**SELECTED TEXT:**
......

A number of sociolinguistic studies of oral language have confirmed the influence of social context on speech. In a review of research on language acquisition, Cazden (1970) stresses the situational relativity of children’s speech and cites research evidence that shows the influence of such situation-specific factors as topic, task, and speaker-listener relationship. Labov (1970) cites the influence of these same factors on stylistic shifts, and he asserts that “there are no single-style speakers... every speaker will show some variation in phonological and syntactic rules according to the immediate context in which he is speaking” (p. 16). A similar conclusion appears to hold true for writing. Discourse theorists and teachers of composition (Booth, 1975; Gibson, 1969; Kinneavy, 1980) argue that writing does not exist in a vacuum, that a writer’s purpose and knowledge of audience and subject shape the stylistic and substantive choices the writer makes. This point of view receives some support from several recent studies that show that certain groups of writers vary syntax according to the rhetorical context, the audience, and purpose for which they are writing (Crowhurst & Piché, 1979; Rubin & Piché, 1979).

......

Records
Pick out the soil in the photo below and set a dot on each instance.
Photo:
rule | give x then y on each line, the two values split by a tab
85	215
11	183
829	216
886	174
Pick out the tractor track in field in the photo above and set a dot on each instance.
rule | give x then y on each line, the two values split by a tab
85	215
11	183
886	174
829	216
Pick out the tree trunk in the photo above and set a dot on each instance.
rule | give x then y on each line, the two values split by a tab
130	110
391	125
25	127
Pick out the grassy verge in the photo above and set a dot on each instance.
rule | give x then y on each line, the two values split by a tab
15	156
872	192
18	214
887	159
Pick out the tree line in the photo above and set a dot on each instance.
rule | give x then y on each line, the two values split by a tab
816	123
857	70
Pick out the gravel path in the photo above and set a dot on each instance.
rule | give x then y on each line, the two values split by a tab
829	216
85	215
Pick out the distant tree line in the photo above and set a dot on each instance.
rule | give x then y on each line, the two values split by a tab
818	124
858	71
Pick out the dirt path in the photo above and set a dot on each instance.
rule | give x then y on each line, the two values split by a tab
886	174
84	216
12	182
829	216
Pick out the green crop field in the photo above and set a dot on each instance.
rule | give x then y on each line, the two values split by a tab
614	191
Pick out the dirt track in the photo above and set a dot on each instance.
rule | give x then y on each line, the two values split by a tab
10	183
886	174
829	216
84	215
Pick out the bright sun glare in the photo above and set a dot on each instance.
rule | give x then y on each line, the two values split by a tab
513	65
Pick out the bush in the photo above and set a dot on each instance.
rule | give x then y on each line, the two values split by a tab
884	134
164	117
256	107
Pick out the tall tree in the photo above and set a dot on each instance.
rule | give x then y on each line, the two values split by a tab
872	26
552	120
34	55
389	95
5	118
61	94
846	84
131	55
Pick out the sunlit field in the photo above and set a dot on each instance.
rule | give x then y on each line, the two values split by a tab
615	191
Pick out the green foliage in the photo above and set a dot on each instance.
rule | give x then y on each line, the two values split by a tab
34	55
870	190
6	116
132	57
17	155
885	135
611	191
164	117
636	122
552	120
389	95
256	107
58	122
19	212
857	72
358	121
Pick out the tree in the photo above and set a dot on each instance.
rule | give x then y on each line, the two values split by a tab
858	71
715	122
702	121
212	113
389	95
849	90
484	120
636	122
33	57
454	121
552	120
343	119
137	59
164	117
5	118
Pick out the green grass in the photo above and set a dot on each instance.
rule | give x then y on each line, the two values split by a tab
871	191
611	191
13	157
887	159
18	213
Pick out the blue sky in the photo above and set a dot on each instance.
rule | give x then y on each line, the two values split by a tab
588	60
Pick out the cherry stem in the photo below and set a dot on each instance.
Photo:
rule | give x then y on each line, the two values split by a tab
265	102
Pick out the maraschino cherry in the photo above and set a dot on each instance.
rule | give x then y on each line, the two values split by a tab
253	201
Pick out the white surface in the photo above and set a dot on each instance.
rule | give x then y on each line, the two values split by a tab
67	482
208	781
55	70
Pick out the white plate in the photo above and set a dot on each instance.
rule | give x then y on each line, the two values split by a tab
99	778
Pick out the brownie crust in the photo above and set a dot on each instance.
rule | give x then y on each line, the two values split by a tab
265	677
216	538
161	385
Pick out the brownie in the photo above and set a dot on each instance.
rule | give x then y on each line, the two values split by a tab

......

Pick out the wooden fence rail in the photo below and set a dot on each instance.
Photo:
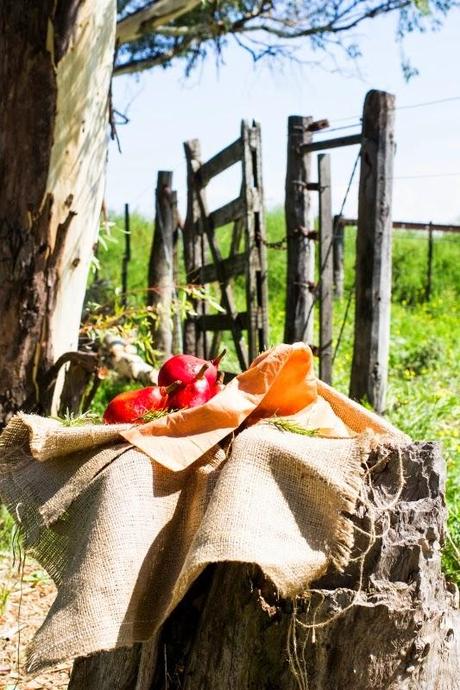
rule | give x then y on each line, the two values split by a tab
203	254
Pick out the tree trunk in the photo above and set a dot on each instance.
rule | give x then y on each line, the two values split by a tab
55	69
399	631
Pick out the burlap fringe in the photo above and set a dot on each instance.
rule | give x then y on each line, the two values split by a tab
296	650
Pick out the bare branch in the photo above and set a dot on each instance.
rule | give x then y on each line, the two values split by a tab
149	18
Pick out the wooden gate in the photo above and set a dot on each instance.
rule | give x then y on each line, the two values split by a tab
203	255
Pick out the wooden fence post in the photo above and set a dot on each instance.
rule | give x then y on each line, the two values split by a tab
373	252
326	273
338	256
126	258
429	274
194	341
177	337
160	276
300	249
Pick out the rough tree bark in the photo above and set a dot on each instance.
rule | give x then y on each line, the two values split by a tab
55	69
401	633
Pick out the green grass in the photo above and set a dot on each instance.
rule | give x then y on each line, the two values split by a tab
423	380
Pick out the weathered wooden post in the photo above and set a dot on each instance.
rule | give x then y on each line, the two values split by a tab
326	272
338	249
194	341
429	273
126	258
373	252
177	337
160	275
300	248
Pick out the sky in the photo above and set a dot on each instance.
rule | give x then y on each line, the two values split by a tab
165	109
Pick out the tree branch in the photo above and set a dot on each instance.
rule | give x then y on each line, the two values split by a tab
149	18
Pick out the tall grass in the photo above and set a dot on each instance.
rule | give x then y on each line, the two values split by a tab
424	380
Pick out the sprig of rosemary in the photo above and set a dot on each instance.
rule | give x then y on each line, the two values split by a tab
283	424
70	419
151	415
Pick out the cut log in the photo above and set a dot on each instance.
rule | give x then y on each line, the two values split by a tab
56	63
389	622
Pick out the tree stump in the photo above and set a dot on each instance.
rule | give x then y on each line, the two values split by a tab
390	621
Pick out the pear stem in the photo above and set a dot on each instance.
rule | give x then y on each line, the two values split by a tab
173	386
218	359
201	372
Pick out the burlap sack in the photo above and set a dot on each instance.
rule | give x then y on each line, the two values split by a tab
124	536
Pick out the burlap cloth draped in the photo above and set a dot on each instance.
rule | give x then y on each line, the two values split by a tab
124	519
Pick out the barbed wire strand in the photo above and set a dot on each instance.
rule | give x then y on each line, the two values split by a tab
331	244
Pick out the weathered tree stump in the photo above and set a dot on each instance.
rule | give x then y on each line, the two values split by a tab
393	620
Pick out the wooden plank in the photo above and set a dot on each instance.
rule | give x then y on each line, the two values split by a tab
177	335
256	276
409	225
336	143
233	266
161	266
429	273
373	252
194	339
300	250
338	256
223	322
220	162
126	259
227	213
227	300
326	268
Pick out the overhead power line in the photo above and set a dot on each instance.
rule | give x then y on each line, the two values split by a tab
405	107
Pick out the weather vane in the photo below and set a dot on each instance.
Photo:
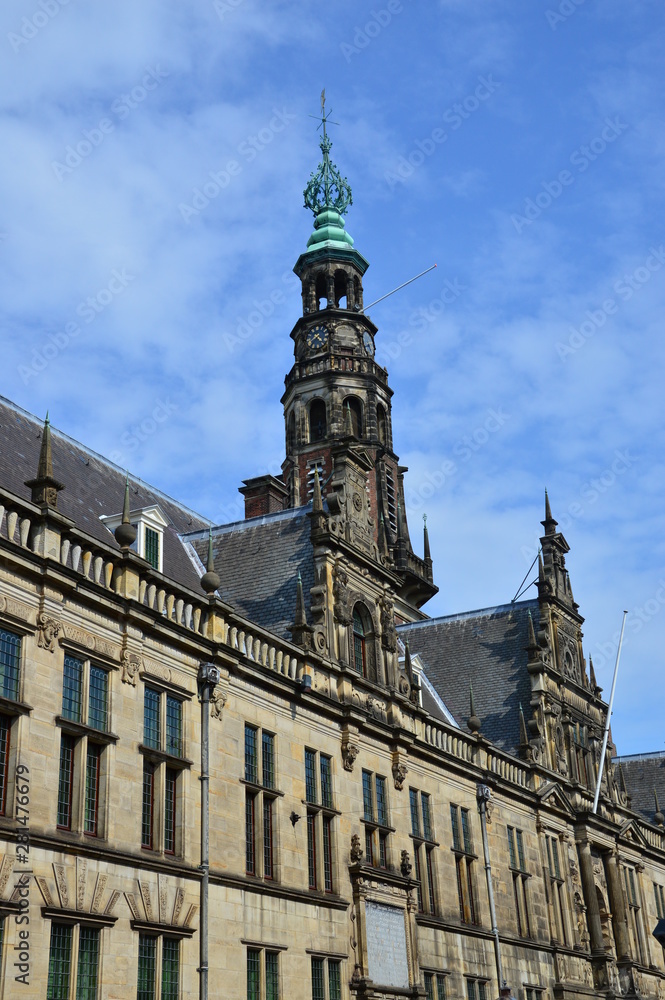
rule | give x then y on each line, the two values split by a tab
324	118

......

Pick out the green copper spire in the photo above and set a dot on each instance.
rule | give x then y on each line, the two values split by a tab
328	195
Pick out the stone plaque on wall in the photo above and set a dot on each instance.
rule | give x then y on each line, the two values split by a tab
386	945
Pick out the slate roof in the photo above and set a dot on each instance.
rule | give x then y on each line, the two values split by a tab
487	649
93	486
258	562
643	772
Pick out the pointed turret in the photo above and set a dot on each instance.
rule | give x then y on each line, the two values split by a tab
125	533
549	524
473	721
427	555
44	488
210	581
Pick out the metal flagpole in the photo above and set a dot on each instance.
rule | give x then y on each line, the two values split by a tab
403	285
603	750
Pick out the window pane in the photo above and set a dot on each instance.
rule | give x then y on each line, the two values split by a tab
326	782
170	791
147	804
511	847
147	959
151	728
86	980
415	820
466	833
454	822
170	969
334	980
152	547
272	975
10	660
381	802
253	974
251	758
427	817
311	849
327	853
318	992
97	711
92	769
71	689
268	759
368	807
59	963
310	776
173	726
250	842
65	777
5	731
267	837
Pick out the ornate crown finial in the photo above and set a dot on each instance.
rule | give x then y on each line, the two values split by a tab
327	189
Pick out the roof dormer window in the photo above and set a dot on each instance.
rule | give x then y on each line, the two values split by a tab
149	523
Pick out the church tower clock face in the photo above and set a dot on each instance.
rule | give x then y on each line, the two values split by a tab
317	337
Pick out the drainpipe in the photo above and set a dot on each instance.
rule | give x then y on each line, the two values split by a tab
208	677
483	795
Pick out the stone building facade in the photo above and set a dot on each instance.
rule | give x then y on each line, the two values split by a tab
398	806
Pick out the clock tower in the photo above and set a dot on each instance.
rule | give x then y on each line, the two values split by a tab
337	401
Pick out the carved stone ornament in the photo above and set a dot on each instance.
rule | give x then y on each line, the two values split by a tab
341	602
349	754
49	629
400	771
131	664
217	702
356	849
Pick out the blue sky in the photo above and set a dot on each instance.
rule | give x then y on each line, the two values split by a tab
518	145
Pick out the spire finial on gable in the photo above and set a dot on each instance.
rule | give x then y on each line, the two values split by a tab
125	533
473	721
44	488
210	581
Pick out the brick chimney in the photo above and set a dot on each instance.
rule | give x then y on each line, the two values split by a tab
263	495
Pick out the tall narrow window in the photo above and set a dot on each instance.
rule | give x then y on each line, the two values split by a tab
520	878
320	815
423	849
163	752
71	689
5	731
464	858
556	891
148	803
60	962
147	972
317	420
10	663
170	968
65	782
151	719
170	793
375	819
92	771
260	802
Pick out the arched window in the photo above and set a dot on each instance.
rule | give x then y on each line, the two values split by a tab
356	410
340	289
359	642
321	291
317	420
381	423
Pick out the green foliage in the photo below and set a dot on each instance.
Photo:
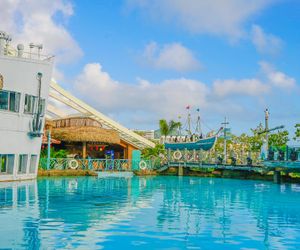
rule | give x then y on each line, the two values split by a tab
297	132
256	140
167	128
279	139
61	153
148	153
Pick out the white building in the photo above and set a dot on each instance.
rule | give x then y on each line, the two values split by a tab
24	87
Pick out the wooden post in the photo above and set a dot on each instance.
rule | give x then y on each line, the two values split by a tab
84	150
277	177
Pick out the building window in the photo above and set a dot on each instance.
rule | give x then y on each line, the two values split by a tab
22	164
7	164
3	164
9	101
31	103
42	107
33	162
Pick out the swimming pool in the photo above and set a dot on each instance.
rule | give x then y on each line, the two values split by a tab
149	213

......

**REQUIREMENT A:**
In the passage on social context in speech and writing, what grounds does it give for saying that a conclusion like the one about speech appears to hold for writing? Answer in one to three sentences.
**REQUIREMENT B:**
Carry the passage on social context in speech and writing forward from its final sentence.

**WRITTEN REPLY A:**
Discourse theorists and composition teachers argue that writing does not exist in a vacuum and that a writer's purpose and knowledge of audience and subject shape the writer's stylistic and substantive choices. Several recent studies support this view by showing that certain groups of writers vary syntax according to the rhetorical context, the audience, and the purpose for which they are writing.

**WRITTEN REPLY B:**
By studying the ways that rhetorical context influences writing, researchers have begun to confirm assumptions that are widely held but that have not been subjected to careful testing. Moreover, results of these studies help justify pedagogical and evaluative practices recommended by Lloyd-Jones (1977), Moffett (1968), and others. However, studies of written language are limited in two respects. For one thing, composition researchers have carried out their work in classroom or experimental settings. With few exceptions (e.g., Scribner & Cole, 1978), researchers have not studied the writing people do as a part of their daily lives in nonacademic settings. Moreover, few researchers have attempted to understand the tacit personal knowledge that writers bring to bear on their writing tasks. Thus, existing research tells us, for example, that the syntax of student writing addressed to a teacher may differ from the syntax of student writing addressed to a close friend. But this research is not likely to help us understand the tacit knowledge the writers brought to bear on these tasks. We cannot determine what assumptions writers made or what background knowledge they had concerning the audience, the topic, and the strategies that might be appropriate for achieving their assigned purpose with a given audience.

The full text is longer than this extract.